[RECORDS TO USE Boundary: Start]

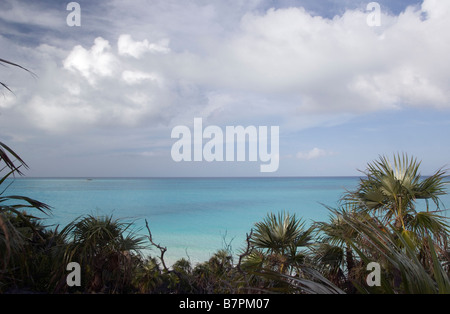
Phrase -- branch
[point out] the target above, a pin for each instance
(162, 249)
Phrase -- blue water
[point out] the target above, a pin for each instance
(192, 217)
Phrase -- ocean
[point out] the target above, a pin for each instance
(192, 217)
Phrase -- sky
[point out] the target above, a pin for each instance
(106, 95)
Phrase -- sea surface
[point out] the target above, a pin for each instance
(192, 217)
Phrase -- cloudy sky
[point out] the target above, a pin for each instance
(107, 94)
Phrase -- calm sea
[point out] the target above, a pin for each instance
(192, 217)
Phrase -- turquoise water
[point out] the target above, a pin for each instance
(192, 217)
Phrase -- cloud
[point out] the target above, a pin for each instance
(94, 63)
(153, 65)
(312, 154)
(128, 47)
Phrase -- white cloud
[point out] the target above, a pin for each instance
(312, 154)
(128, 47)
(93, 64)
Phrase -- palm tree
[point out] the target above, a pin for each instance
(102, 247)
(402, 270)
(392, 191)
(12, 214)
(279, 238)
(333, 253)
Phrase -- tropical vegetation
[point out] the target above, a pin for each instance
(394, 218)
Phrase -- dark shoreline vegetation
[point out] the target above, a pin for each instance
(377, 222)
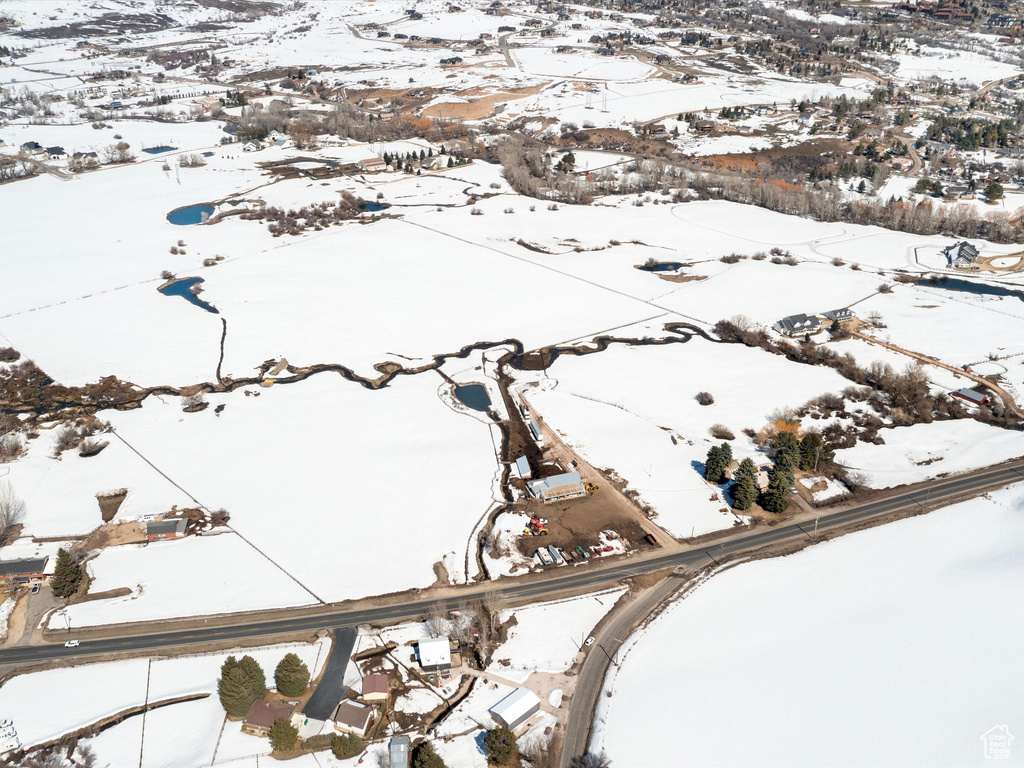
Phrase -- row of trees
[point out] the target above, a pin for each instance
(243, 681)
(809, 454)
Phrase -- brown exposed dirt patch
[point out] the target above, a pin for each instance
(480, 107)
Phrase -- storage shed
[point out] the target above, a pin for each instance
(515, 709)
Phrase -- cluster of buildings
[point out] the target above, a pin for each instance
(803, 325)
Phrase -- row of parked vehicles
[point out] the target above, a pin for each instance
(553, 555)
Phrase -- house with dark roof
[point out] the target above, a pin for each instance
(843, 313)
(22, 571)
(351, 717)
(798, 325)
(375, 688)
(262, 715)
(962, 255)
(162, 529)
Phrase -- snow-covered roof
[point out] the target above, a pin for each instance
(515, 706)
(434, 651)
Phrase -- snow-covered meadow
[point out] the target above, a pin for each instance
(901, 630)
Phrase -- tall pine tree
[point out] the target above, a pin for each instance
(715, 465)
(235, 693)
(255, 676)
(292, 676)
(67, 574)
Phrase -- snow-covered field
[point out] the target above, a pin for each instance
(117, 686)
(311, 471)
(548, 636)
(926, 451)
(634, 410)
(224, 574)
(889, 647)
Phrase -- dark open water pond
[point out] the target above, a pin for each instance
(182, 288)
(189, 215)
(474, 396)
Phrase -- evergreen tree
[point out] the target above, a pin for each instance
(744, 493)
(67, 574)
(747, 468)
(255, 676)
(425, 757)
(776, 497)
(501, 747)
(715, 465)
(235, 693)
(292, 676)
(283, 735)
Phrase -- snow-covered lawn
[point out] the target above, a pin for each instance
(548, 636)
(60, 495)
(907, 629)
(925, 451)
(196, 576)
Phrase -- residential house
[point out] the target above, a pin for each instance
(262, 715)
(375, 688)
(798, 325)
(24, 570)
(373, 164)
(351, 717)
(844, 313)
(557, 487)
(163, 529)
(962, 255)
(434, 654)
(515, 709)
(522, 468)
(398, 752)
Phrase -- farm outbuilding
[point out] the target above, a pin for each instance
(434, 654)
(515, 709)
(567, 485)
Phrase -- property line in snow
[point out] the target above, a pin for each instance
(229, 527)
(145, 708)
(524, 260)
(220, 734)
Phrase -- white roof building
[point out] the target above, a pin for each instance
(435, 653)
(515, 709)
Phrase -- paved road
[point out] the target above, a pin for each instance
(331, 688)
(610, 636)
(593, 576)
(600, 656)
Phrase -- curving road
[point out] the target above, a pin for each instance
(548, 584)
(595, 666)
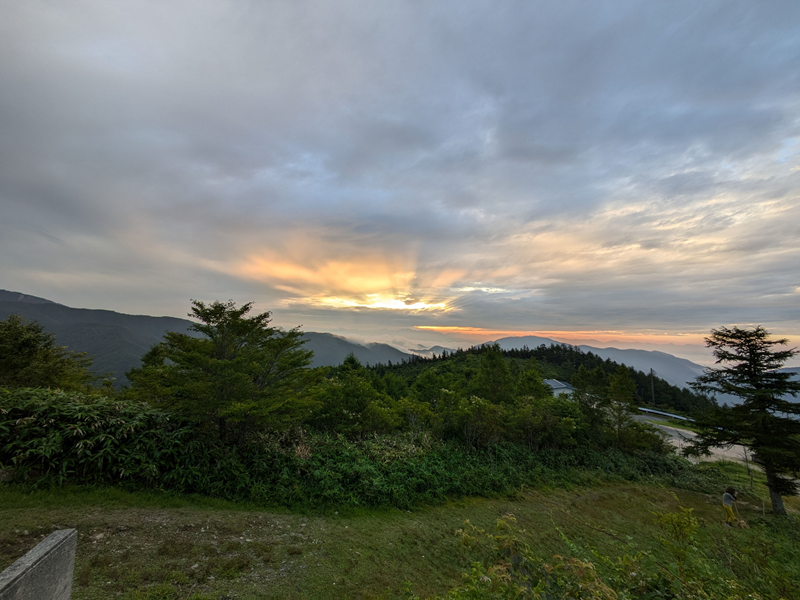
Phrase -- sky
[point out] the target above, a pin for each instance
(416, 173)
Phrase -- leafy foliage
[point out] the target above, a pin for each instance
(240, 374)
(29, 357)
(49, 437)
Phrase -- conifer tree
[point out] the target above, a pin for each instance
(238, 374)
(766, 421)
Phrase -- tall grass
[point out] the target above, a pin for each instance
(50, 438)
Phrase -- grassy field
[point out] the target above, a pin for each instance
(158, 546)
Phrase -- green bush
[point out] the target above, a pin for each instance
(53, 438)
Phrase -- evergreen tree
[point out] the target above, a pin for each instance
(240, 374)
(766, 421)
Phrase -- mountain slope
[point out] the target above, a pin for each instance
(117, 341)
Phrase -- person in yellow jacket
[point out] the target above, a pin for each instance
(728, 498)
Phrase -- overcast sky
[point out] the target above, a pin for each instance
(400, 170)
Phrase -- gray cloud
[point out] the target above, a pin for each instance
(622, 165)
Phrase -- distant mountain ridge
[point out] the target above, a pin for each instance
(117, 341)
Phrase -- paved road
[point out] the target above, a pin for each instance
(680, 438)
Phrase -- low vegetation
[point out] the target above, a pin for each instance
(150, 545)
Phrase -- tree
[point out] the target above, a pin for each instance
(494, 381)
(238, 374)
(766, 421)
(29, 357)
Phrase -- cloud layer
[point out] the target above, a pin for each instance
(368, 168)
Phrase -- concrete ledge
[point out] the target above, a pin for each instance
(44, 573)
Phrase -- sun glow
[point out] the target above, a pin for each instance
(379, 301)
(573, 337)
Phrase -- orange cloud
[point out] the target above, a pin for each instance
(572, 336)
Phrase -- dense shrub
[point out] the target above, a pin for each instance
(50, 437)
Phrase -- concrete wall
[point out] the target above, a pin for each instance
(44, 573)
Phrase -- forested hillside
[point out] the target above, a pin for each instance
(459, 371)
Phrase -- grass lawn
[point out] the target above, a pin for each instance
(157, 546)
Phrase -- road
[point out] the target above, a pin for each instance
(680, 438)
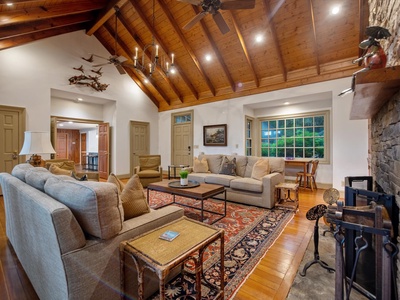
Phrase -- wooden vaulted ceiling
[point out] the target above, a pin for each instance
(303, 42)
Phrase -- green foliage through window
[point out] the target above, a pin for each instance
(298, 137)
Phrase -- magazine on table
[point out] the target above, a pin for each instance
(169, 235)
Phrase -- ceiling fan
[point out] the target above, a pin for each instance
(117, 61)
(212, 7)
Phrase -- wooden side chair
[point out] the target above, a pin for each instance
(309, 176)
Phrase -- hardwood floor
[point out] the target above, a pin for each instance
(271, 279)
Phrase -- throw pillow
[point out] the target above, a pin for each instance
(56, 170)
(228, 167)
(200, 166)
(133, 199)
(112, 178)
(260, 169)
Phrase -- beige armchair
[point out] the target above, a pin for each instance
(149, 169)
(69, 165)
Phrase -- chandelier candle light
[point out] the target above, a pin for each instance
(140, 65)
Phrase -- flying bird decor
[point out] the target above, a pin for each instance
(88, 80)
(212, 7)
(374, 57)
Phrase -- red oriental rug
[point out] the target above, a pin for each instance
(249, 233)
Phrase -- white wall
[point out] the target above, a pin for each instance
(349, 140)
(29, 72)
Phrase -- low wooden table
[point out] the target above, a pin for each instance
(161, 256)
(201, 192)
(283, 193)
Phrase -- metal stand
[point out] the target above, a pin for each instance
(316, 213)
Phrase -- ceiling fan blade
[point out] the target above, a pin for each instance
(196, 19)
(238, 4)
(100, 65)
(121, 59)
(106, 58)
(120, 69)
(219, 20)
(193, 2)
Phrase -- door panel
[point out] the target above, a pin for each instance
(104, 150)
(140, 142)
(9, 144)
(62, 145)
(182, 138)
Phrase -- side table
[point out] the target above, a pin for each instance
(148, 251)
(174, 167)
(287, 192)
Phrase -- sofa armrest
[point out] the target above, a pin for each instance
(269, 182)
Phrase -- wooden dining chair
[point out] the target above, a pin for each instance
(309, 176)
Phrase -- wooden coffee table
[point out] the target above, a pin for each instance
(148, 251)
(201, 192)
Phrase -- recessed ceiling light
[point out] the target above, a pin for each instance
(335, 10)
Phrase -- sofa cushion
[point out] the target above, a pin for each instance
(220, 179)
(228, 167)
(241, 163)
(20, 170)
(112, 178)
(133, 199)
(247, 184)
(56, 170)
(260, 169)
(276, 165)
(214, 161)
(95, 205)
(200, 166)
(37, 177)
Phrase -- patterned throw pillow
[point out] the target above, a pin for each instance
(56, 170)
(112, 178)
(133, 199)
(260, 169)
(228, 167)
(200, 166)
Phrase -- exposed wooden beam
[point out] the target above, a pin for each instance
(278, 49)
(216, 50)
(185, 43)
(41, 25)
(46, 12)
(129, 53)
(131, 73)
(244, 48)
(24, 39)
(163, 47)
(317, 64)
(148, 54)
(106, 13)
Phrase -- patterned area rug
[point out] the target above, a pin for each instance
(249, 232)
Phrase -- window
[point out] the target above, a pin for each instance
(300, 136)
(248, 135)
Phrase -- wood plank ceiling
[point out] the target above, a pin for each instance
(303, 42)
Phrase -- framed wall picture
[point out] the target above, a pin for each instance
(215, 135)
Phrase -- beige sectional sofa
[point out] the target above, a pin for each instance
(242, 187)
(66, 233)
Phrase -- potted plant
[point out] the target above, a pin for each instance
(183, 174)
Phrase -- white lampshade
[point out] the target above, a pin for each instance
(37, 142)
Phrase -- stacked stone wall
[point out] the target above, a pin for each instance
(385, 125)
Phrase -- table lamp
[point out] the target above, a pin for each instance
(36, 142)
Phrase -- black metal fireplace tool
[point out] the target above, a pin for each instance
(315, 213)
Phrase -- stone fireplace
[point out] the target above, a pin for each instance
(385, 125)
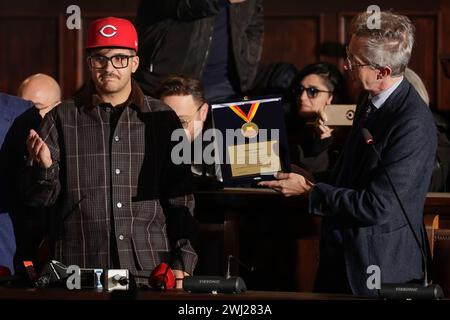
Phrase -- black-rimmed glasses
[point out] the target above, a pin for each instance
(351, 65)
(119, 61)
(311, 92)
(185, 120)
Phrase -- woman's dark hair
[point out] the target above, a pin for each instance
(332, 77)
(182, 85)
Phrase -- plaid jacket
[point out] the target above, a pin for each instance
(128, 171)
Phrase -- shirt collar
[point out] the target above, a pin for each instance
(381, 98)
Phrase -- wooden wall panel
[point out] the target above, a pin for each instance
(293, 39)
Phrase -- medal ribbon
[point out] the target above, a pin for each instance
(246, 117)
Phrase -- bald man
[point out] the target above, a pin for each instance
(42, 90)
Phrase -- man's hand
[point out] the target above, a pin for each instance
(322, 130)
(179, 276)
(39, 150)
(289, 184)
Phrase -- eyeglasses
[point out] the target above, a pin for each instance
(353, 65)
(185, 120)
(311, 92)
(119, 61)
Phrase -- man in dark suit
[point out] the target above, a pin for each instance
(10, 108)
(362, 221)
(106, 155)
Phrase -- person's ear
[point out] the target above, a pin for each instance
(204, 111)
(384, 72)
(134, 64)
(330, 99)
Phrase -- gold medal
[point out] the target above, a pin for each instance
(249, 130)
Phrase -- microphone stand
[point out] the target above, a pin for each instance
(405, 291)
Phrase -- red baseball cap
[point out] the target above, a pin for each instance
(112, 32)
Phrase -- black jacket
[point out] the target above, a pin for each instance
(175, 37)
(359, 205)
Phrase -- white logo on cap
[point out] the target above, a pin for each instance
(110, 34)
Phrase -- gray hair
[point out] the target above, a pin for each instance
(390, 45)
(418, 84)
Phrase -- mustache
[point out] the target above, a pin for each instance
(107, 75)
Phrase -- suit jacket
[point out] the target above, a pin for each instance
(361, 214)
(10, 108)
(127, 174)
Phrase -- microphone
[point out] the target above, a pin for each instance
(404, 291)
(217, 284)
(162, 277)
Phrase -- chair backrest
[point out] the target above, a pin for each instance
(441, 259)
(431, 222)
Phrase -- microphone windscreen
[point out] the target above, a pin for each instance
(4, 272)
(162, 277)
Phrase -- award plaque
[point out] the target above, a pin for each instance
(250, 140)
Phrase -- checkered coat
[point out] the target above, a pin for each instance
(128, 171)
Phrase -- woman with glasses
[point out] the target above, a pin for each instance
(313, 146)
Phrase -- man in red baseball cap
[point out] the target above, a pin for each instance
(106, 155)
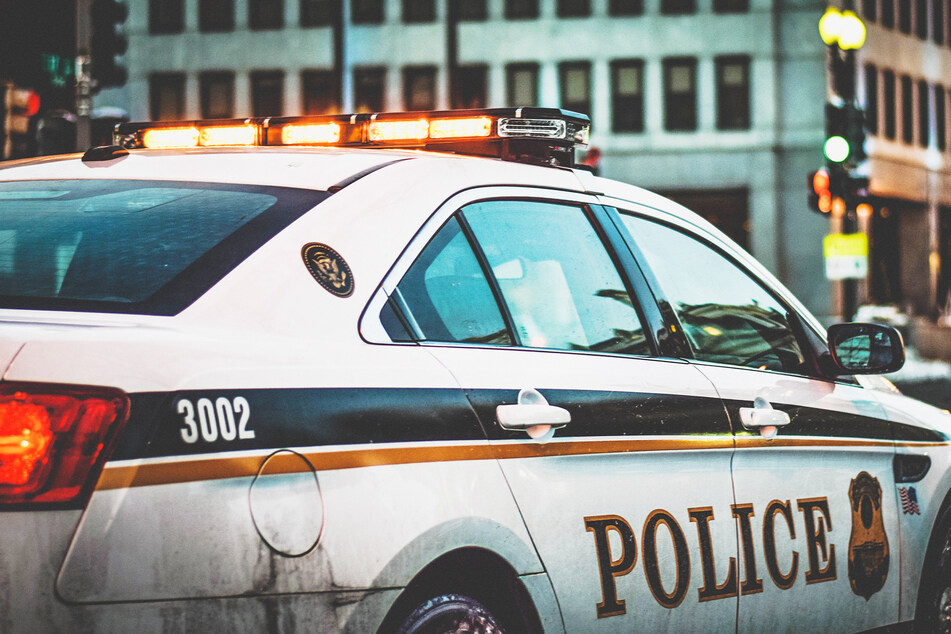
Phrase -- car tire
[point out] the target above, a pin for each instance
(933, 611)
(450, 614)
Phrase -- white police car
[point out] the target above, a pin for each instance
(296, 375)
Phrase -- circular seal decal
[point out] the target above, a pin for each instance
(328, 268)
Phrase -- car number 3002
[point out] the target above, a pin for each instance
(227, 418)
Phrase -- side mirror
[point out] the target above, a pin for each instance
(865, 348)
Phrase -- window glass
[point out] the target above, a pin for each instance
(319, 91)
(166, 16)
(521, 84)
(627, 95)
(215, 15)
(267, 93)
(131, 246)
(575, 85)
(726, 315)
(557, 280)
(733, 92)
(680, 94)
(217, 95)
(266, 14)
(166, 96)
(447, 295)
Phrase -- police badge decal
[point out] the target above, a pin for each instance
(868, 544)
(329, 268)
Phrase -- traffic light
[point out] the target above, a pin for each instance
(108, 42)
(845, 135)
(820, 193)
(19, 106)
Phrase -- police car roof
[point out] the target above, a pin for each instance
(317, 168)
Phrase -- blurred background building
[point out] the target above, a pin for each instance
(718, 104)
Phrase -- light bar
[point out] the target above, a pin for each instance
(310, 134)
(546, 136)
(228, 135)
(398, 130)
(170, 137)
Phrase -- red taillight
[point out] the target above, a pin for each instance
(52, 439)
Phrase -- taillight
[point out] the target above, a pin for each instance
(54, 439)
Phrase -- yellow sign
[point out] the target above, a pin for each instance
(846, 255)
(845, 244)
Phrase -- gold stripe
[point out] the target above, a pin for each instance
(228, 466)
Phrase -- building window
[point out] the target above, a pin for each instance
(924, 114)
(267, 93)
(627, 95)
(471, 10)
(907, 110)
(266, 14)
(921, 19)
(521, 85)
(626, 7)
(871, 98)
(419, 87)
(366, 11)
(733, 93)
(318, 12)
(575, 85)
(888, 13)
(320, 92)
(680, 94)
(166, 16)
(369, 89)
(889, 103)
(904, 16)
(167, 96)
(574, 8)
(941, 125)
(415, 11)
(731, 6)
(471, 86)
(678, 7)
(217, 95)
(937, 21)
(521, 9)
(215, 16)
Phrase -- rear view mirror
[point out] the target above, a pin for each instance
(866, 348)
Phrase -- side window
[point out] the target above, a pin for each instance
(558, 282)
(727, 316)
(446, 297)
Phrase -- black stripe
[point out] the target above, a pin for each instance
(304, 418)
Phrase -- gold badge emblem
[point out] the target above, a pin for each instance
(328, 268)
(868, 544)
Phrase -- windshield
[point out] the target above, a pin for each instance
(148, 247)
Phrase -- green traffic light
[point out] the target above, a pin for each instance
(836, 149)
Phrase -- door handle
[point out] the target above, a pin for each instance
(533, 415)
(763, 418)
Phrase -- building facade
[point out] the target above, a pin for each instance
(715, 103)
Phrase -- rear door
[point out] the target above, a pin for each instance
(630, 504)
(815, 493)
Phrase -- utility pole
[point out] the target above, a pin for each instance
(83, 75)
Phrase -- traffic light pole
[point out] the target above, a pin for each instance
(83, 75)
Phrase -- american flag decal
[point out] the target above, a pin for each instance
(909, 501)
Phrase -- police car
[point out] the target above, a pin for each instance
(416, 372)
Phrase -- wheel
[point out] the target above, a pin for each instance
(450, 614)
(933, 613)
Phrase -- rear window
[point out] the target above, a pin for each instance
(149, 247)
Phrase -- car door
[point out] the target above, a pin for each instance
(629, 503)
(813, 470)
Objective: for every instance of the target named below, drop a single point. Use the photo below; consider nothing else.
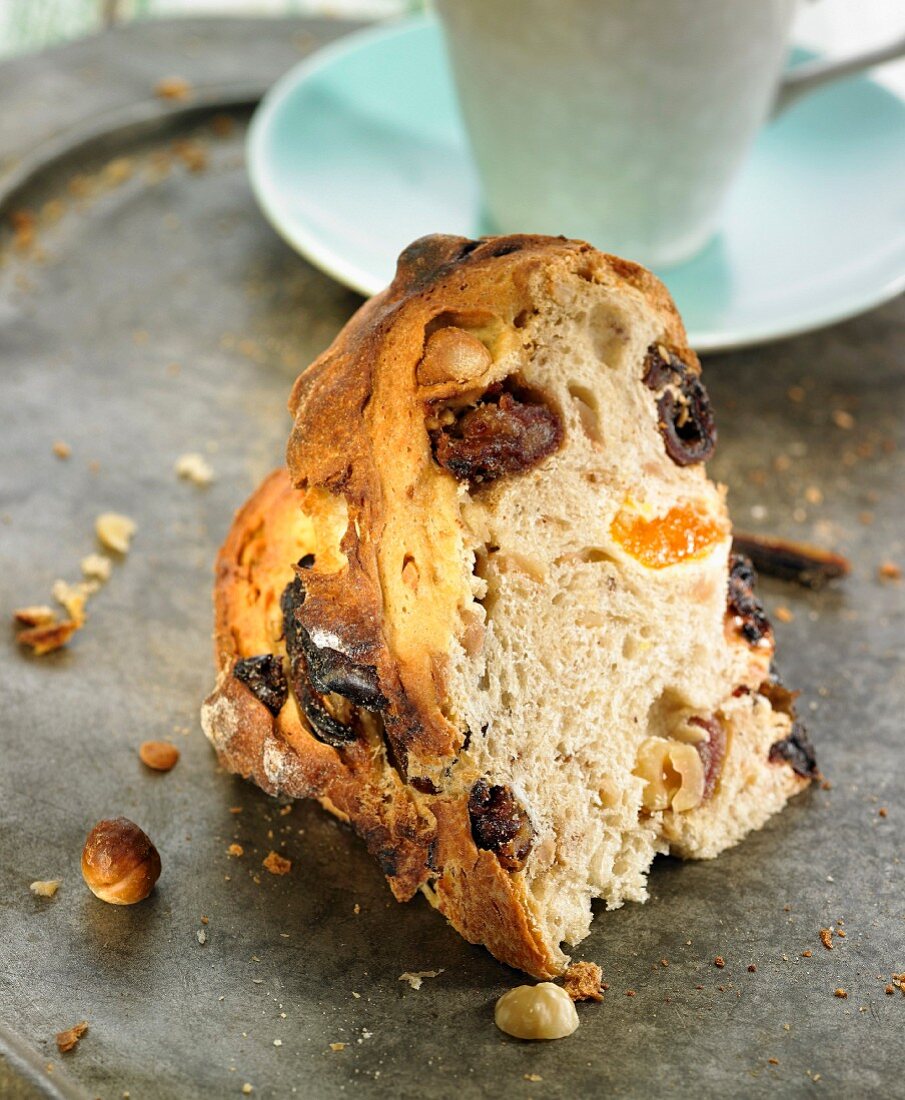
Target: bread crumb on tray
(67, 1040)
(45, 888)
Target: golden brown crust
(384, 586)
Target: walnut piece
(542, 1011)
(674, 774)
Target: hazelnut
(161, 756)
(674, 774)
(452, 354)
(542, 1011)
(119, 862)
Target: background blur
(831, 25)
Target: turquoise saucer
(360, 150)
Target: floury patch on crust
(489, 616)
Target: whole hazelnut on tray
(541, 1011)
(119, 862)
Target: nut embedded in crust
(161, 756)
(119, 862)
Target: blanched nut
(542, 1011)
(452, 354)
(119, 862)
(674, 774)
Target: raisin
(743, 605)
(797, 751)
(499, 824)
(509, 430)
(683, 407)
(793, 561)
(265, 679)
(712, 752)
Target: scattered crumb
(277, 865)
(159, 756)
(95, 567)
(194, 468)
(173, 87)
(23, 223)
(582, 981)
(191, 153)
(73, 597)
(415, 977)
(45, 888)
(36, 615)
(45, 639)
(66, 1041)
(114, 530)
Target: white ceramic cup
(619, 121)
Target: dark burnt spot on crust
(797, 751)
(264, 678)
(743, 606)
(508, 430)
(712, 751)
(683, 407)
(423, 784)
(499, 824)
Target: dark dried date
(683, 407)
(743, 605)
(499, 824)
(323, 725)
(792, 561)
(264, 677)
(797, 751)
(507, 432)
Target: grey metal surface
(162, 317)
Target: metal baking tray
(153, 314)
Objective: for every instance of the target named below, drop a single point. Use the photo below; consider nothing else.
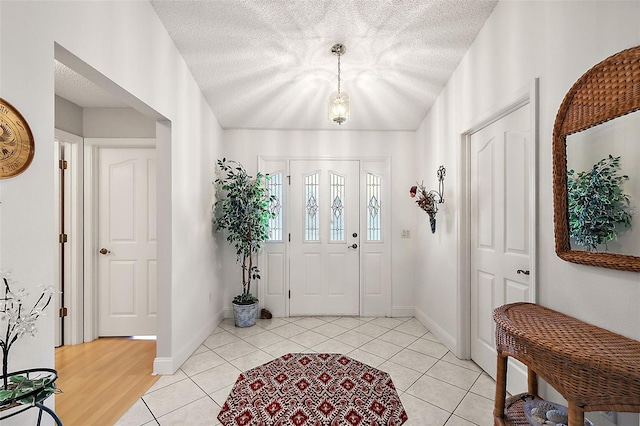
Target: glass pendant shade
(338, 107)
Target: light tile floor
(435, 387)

[RECORDS TO USE Boundary: End]

== TASK GOAL ==
Starting with the line that contains "Target: grey metal surface", repeat each line exactly through the last line of the data above, and nothing more; the pictures stay out.

== ANSWER SECTION ==
Target: grey metal surface
(162, 317)
Target: metal baking tray
(153, 314)
Objective: for every instance of the target named below, drop a single point. Use the photo below; consider nothing else.
Target: glass pendant shade
(338, 107)
Target: light tile floor
(435, 387)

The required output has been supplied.